● Record excerpts:
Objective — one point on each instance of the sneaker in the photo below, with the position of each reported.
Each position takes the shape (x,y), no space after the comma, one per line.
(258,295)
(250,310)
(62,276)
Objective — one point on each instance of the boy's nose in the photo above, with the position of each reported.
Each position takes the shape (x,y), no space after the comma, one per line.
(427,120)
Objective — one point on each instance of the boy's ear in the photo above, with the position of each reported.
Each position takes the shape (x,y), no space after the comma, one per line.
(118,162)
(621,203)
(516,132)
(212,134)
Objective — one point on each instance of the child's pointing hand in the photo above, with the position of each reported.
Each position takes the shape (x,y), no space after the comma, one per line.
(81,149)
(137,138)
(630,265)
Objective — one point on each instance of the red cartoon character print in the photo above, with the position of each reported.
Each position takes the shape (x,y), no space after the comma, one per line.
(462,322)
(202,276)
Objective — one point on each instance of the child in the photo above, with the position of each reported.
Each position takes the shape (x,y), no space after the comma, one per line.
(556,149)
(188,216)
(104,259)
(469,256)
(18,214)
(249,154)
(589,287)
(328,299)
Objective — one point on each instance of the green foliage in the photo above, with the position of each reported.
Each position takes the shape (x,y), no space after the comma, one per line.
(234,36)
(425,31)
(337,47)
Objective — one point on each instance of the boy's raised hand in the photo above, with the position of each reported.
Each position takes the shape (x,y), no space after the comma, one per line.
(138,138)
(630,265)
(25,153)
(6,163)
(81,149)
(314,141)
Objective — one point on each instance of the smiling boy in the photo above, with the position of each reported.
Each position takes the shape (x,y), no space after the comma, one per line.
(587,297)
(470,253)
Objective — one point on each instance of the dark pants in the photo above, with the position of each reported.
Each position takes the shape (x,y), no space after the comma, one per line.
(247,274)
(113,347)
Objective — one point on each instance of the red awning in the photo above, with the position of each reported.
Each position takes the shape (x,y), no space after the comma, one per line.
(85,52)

● Problem details: Scan the material above. Return every line containing the string "instance".

● Exercise response:
Objective — one point on each instance of the sneaker in the photo below, with the position of each reported.
Objective — one point on each instance of the boy's nose in the photo above, with the position of each reported.
Objective — one point on each instance of the boy's ear in the photo above, with the position of each reported.
Objective — one point on each instance of the child's pointing hand in the photo above, with the position of each reported.
Objective — one point on each instance of the red cartoon character print in the photo above, with the position of each reported.
Objective — one point on each instance of the child in the photo above, with the position of each reported.
Objective — one point on each instance of the green foliage in the photo above, with the position of each reported.
Objective — one point on each instance of the boy's raised hand in the photo above, with the position of each reported.
Objective — one point on each instance of the smiling boy in the photo above, with the position of each reported.
Objective — one point on each instance of the dark pants in the photo above, with the position of each reported.
Objective — one point on each instance of the red awning in the photo above, with the position of each reported.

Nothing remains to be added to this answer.